* Tasks to carry out
1 - Translate this sentence from the article about Night Shift Brewing into Spanish: "Somerville proved to be the perfect location for their home-brewing operation."
2 - In the article about Night Shift Brewing, reproduce the stretch from "After graduation, they" through "their home-brewing operation." word for word.
3 - Carry on the article about Night Shift Brewing, starting after its final sentence.

Night Shift Brews Something Special in Somerville

In the last several years, Somerville has become a breeding ground for the local food movement as well as those with careers that focus on creativity. So it’s no wonder that the craft beer movement has taken root here, producing some of the most unique and delicious brews around. Night Shift Brewing, one of the leaders of the local craft beer movement, was founded in an apartment kitchen near Davis Square and has now grown to include a real brewery in Everett.

Michael Oxton started Night Shift with two friends, Mike O’Mara and Rob Burns, in the kitchen of their Somerville apartment after home-brewing beer together for years. They experimented like crazy and when the fermentation buckets began to take over, they decided Night Shift needed a space of its own.

“The story behind us is that we started in Somerville,” Oxton said. “Essentially, we’ve just been home-brewing like crazy for all those five years right in our Somerville kitchen.”

Courtesy of Night Shift Brewing

Oxton and Burns went to school together at Bowdoin College in Maine where they first tasted craft beer and began learning about the many varieties available. Oxton said they experienced “a whole world of beer flavors we didn’t know existed.”

After graduation, they moved to Somerville where they met their third business partner, O’Mara, who went to school in Philadelphia and had a similar experience discovering the delicious world of craft beer. Somerville proved to be the perfect location for their home-brewing operation.

“Somerville to me is a city of constant innovation,” Oxton said. “People are always doing something new and interesting. There’s a wealth of education and diverse thinking all over the city. … Craft brewing fits really well into that way of thinking. It’s a natural fit. It was only a matter of time until a few home-brewers turned it into something bigger than their kitchen.”

* Record set
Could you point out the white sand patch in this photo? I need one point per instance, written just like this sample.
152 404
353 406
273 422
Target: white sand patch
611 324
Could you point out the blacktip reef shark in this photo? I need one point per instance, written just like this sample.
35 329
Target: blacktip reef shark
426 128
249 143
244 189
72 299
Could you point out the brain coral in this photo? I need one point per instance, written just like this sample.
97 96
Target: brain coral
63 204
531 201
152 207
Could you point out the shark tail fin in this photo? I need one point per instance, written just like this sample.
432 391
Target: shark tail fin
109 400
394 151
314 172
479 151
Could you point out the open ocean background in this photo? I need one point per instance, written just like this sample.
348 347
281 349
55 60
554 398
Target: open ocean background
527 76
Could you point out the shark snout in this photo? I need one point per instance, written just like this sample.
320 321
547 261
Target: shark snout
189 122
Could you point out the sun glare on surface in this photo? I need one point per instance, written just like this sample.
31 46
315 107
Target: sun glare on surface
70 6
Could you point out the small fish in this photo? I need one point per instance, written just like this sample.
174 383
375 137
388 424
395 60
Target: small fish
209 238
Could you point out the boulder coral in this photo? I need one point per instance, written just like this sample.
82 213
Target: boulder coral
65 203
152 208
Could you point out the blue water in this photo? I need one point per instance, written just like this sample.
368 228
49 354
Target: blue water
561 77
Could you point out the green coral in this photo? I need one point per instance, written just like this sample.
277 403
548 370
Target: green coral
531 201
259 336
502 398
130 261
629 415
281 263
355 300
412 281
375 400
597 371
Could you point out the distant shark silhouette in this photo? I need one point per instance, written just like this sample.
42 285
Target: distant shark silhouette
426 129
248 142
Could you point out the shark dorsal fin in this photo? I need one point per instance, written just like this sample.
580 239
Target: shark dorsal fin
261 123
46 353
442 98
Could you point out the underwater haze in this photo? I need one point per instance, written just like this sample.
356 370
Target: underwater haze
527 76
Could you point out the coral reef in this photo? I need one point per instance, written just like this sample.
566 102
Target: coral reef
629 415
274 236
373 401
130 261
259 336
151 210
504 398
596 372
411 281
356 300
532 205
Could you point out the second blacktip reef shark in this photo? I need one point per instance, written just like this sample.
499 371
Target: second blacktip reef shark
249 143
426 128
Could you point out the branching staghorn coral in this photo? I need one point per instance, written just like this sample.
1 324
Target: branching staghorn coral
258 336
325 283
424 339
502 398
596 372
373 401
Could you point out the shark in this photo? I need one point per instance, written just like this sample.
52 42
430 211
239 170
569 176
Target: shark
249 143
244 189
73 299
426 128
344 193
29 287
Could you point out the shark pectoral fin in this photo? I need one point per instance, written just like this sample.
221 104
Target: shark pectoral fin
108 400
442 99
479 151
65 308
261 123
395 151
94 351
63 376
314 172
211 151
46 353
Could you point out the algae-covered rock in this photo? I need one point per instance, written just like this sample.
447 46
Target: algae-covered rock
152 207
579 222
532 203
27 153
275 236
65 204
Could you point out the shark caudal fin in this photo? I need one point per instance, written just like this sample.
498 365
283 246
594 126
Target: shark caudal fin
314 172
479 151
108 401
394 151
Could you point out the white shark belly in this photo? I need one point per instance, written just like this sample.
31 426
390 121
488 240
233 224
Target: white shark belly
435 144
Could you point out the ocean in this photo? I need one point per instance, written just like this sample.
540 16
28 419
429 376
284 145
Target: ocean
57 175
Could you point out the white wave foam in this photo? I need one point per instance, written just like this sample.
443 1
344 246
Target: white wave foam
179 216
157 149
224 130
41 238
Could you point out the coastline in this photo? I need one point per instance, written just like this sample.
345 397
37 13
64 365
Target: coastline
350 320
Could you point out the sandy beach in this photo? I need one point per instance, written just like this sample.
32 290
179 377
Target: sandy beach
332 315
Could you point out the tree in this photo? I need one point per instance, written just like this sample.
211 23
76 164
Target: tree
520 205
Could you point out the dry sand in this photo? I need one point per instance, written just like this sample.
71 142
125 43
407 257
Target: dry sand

* Results for the exercise
1 - Somerville resultó ser el lugar perfecto para su operación de elaboración casera de cerveza.

2 -
After graduation, they moved to Somerville where they met their third business partner, O’Mara, who went to school in Philadelphia and had a similar experience discovering the delicious world of craft beer. Somerville proved to be the perfect location for their home-brewing operation.

3 -
At first, the Night Shift founders all had day jobs, so they would conduct their brewing at night after work, hence the company’s name. Now Oxton and O’Mara work at the brewery full time and Burns comes in to brew after work.

“It was a great hobby, but we just couldn’t hold back from turning it into something bigger,” Oxton said. “We all had this desire to leave our day jobs and start a business and we happened to have what seemed like a good business model.”

After hours of research and preparation, Night Shift Brewing was officially born. Oxton, O’Mara and Burns had a business plan and with the help of some capital from friends and family, they were able to begin construction on their own brewery.

This is one great distinction between Night Shift and many of the other small craft breweries that have sprung up in the Boston area and around the country. Many small-batch beer makers rent space from larger breweries, but the founders of Night Shift felt that it was important to have their own space.

“What’s great is that we’re constantly making stuff and producing,” Oxton said. “The brewery is open to the public. One reason we wanted to have our own brewery is that we wanted to have full control of our process and invite people in to see where the beer is made and taste it.”

Currently, you can stop by Night Shift’s brewery on Thursdays from 5 p.m.-9 p.m. and on Saturdays from noon-5 p.m. (While the brewery is in Everett, the Night Shift founders still live in Somerville!)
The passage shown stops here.